Written request - Return the records in full, exactly as given.

________________

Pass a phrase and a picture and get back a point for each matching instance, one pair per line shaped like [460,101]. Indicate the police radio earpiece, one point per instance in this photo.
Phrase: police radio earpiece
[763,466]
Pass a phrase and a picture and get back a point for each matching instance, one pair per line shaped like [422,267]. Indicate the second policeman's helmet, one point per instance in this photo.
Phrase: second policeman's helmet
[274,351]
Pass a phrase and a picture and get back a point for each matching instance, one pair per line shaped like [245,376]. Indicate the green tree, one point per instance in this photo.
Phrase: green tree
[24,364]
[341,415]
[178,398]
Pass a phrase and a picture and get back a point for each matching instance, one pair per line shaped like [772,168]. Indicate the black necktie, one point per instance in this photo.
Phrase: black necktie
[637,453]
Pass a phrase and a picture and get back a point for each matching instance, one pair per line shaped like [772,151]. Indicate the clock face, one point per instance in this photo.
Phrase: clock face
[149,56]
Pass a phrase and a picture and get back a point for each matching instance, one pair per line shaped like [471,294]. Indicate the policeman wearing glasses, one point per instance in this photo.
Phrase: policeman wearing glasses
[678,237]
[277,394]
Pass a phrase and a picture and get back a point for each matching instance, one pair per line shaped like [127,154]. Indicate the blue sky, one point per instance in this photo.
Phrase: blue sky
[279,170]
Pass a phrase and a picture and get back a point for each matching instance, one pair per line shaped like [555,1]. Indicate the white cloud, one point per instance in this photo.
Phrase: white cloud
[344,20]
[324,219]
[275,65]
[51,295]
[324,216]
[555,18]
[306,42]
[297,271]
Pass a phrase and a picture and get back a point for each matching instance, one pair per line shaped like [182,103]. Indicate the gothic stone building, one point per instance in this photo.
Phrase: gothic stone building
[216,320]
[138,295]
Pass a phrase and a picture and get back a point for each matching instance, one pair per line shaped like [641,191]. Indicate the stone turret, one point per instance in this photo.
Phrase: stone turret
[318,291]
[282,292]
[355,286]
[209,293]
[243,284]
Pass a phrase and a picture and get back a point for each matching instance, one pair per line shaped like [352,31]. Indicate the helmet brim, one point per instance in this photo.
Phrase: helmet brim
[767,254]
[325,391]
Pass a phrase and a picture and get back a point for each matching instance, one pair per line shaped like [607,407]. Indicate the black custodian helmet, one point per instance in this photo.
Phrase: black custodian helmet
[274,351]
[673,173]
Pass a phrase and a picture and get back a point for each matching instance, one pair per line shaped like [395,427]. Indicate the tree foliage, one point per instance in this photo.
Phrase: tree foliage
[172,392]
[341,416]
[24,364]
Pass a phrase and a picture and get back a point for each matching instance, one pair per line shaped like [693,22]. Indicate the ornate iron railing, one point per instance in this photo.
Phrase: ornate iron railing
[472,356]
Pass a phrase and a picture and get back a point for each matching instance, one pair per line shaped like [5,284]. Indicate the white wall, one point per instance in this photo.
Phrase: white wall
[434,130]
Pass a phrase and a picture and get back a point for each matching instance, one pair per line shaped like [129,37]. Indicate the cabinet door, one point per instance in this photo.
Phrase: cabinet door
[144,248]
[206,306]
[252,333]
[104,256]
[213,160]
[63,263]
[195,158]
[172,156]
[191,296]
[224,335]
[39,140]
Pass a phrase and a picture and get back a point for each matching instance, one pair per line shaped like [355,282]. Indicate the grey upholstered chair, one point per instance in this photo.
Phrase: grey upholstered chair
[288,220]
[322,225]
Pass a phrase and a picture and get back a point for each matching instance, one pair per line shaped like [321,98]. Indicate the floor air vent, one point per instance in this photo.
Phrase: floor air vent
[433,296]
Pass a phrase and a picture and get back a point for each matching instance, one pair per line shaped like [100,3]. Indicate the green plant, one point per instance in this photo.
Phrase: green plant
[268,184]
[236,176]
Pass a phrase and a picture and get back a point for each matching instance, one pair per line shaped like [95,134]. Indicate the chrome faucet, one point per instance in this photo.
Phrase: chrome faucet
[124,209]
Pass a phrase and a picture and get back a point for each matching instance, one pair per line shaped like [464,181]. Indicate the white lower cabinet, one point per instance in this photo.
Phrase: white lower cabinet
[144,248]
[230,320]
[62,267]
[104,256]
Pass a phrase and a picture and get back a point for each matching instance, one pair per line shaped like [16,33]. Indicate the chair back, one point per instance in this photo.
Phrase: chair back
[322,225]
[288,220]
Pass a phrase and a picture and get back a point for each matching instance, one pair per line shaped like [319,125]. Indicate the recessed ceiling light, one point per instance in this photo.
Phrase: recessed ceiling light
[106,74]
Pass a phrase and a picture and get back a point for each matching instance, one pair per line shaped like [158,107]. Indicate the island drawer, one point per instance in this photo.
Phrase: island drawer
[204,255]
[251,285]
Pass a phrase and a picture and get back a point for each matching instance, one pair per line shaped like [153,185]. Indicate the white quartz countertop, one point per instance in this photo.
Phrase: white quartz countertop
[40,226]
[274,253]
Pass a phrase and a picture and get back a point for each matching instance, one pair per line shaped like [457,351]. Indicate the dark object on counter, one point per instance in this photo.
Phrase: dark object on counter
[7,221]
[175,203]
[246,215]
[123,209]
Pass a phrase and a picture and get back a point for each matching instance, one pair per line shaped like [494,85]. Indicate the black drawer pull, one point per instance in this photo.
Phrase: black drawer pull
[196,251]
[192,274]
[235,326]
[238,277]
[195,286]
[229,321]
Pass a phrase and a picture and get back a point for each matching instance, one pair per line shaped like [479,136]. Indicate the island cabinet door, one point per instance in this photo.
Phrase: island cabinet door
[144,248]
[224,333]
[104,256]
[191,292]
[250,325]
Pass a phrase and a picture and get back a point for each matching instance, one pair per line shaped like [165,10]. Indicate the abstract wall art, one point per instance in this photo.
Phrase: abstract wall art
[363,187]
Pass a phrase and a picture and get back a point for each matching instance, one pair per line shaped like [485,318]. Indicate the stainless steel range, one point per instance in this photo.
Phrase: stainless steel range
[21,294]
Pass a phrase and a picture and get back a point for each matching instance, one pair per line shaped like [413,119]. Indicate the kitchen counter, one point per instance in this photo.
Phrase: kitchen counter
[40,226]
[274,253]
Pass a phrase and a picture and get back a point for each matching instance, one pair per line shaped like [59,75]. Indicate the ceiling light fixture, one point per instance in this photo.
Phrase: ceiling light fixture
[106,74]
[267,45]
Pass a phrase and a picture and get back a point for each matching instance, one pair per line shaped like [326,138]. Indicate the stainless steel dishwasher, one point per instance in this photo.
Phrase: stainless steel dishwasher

________________

Written reply -
Pass a phrase and a picture and get back a point for each matching instance, one pair per line shaped like [460,101]. Indicate the police radio earpiece, one point per instance in this photo.
Phrase: police radio earpiece
[763,466]
Pass a phrase and a picture and get back a point for each matching instance, one pair per line shaped like [422,267]. Indicate the second policeman's helmet, one point per instance in this photo.
Phrase: second policeman's helmet
[274,351]
Pass a phrase and a picture and get back a point for each matching instance, one pair per line shaped like [245,376]. Indicate the green tree, one point per instance in this photo.
Phrase: green tree
[24,364]
[341,415]
[178,398]
Pass a phrase and a picture and get back a point for each matching instance, one pair per line shaped like [772,168]. Indicate the black necktie, one point per instance in this photo.
Phrase: black necktie
[637,453]
Pass a phrase and a picture and get back a point for each matching instance, one pair per line shaped like [772,151]. Indicate the clock face, one point per instance in this photo.
Phrase: clock face
[149,56]
Pass a phrase and a picture and get back a point for each matching instance, one pair per line shaped like [471,294]. Indicate the policeman wearing glasses, one point per instance in this photo.
Phrase: policeman wearing glasses
[678,237]
[277,394]
Pass a phrase and a picture and get back a point for each matching instance, one pair per line shaped like [127,154]. Indicate the blue sky, one point per instance in this photo.
Phrase: blue sky
[279,170]
Pass a phrase and a picture and get back a point for each matching instance, one pair per line shaped like [555,1]. Indicate the white cloud, one point per instance in this photo.
Phrase: white cloud
[344,20]
[324,219]
[275,65]
[51,295]
[324,216]
[555,18]
[306,42]
[297,271]
Pass a phrase and a picture and get back a point for each matching instance, one pair per line shaped like [182,103]. Indicate the gothic stone building, one point per instance in this photo.
Phrase: gothic stone building
[216,320]
[138,295]
Pass a phrase and a picture and get back a point for each matching instance, one pair per line shaped like [641,191]. Indicate the stone turret, one point per instance in this photo.
Phrase: stone turret
[318,291]
[282,292]
[355,286]
[209,293]
[243,284]
Pass a phrase and a picture and get back a point for each matching instance, one pair per line shaped like [352,31]. Indicate the helmet brim, one point per instance in this photo.
Phrase: helmet brim
[767,254]
[325,391]
Pass a phrase and a picture and get back a point for each matching instance, one pair per line shaped like [607,407]. Indicate the black custodian helmet, one point per instance in this photo.
Phrase: black custodian helmet
[274,351]
[673,173]
Pass a phrase and a picture and get back a point for each matching instance, one pair per line shaped like [395,427]. Indicate the tree foliage, one point per instance in this photo.
Phrase: tree foliage
[172,392]
[341,416]
[24,364]
Pass a phrase and a picture and get back a point for each matching instance, one pair per line shaped like [693,22]. Indicate the ornate iron railing, one point per instance in this photo.
Phrase: ornate iron railing
[472,356]
Pass a phrase and a picture and get back a point for each matching instance, one pair per line shaped like [5,284]. Indicate the white wall, one point per instance in this photo.
Phrase: white wall
[434,130]
Pass a phrase and a picture and get back a point for each matching instance, one pair per line shaped like [129,37]. Indicate the cabinet door, one point per instance in this photo.
Phrase: cabinet door
[144,248]
[206,306]
[252,333]
[104,256]
[213,160]
[63,263]
[195,158]
[172,156]
[191,296]
[224,335]
[39,140]
Pass a phrase and a picture and get back a point for each matching instance, one pair per line shaped like [355,282]. Indicate the grey upholstered chair, one point per instance in this photo.
Phrase: grey upholstered chair
[288,220]
[322,225]
Pass a phrase and a picture and get back a point for each matching instance, one pair per line shaped like [321,98]. Indicate the floor air vent, one point per instance in this photo.
Phrase: floor air vent
[433,296]
Pass a phrase and a picture and get back a point for each matching instance, one pair per line shaped like [100,3]. Indicate the green plant, one point per instance in this photo.
Phrase: green plant
[268,184]
[236,176]
Pass a phrase and a picture and get back a point for each matching instance, one pair per line shaped like [95,134]. Indicate the chrome faucet, one point per instance in this photo.
Phrase: chrome faucet
[124,209]
Pass a phrase and a picture and get back a point for each matching instance, one pair per line shaped like [464,181]. Indicate the white lower cabinet, one point per instance in this photo.
Phrase: white lower cabinet
[144,248]
[230,320]
[62,267]
[104,256]
Pass a phrase and a picture and get back a point for each matching instance, one pair per line shaped like [16,33]. Indicate the chair back, one point per instance in this photo.
Phrase: chair back
[322,225]
[288,220]
Pass a phrase and a picture and get back a point for each matching instance, one pair per line shaped like [319,125]. Indicate the recessed ceiling light, one point per instance in this photo.
Phrase: recessed ceiling light
[106,74]
Pass a phrase and a picture and get back a point for each matching instance, one pair per line shaped like [158,107]. Indicate the island drawer, one point per instance in this photo.
Phrase: island drawer
[204,255]
[251,285]
Pass a phrase and a picture and get back a point for each matching instance, one pair per line shaped like [153,185]. Indicate the white quartz countertop, one point per instance in this photo.
Phrase: white quartz countertop
[40,226]
[274,253]
Pass a phrase and a picture and get back a point for each matching instance, one pair per line shaped like [457,351]. Indicate the dark object on counter, one point per instance in this photo.
Phrase: dark object on counter
[7,221]
[175,203]
[246,215]
[123,209]
Pass a phrase and a picture and get back a point for each matching instance, one pair per line shaped like [494,85]. Indicate the black drawer pull, one point per instance in this photo.
Phrase: black drawer pull
[196,251]
[192,274]
[235,326]
[238,277]
[195,286]
[229,321]
Pass a phrase and a picture and get back a point for each matching instance, one pair per line shaped like [479,136]. Indicate the island cabinet door, one point per instance in this photo.
Phrase: island cabinet door
[144,248]
[224,333]
[104,256]
[191,292]
[250,325]
Pass a phrase and a picture and get back a point for each matching instance, one pair per line shaped like [165,10]. Indicate the abstract wall art, one point per instance in this photo.
Phrase: abstract wall art
[363,187]
Pass a phrase and a picture and get back a point for each matching instance, one pair per line shaped like [485,318]. Indicate the stainless steel range, one point per instance in this photo.
Phrase: stainless steel range
[21,294]
Pass a phrase and a picture and get back a point for each matching instance, one pair per line shaped like [413,119]. Indicate the kitchen counter, one point per instance in this photo.
Phrase: kitchen counter
[40,226]
[274,253]
Pass a phrase and a picture and get back a point for each matching instance, one pair per line shaped like [59,75]. Indicate the ceiling light fixture, one point per instance in this photo.
Phrase: ceiling light fixture
[106,74]
[267,45]
Pass a phrase and a picture and get back a point for each matching instance, one pair per line shaped like [326,138]. Indicate the stainless steel dishwasher, one point per instance in this photo.
Phrase: stainless steel dishwasher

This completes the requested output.